(Directive): Identify each line in the entries below that contains the string "find" and copy those lines out. Case counts.
begin
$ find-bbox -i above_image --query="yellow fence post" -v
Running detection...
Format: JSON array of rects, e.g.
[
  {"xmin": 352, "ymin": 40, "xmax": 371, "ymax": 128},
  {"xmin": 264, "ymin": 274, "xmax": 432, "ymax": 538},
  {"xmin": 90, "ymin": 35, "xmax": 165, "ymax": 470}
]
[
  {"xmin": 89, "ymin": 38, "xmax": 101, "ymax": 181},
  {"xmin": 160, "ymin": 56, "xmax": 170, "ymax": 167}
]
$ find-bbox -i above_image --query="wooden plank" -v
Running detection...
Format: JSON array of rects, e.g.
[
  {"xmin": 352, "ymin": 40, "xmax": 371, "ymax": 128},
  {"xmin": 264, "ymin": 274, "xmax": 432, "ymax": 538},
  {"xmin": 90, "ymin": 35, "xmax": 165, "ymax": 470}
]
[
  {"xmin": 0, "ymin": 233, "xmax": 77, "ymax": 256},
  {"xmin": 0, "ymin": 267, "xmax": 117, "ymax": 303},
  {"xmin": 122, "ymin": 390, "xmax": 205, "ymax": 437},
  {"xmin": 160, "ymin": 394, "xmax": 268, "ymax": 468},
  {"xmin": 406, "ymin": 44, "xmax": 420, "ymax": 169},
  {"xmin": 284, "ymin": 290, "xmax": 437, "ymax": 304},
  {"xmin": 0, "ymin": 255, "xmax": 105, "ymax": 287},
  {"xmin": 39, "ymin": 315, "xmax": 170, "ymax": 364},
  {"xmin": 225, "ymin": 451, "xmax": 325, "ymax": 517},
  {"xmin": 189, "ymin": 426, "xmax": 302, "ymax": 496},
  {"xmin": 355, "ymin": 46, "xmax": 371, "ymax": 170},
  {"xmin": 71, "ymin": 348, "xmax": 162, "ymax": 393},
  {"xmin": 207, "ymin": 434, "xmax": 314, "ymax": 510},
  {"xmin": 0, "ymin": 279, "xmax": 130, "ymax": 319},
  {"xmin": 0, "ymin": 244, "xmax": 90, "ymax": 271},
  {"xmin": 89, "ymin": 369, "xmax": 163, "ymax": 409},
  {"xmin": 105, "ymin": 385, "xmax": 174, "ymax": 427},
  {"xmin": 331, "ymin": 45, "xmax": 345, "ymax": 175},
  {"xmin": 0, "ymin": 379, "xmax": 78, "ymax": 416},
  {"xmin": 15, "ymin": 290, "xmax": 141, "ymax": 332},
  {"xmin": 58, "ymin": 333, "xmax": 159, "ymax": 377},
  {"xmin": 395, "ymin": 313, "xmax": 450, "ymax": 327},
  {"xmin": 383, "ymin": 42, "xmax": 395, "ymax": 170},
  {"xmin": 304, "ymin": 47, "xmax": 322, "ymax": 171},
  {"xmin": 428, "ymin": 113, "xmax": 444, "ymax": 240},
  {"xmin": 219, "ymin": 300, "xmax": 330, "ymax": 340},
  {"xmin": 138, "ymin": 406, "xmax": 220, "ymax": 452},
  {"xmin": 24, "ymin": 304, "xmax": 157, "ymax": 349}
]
end
begin
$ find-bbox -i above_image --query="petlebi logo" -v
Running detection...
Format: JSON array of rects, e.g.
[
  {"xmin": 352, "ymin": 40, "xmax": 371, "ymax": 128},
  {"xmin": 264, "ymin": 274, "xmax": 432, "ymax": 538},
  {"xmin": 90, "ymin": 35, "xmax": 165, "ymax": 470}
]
end
(Solved problem):
$ find-bbox -i above_image --query="yellow fence post" -v
$ find-bbox -i above_image --query="wooden plank" -v
$ find-bbox -i above_image --query="petlebi logo" -v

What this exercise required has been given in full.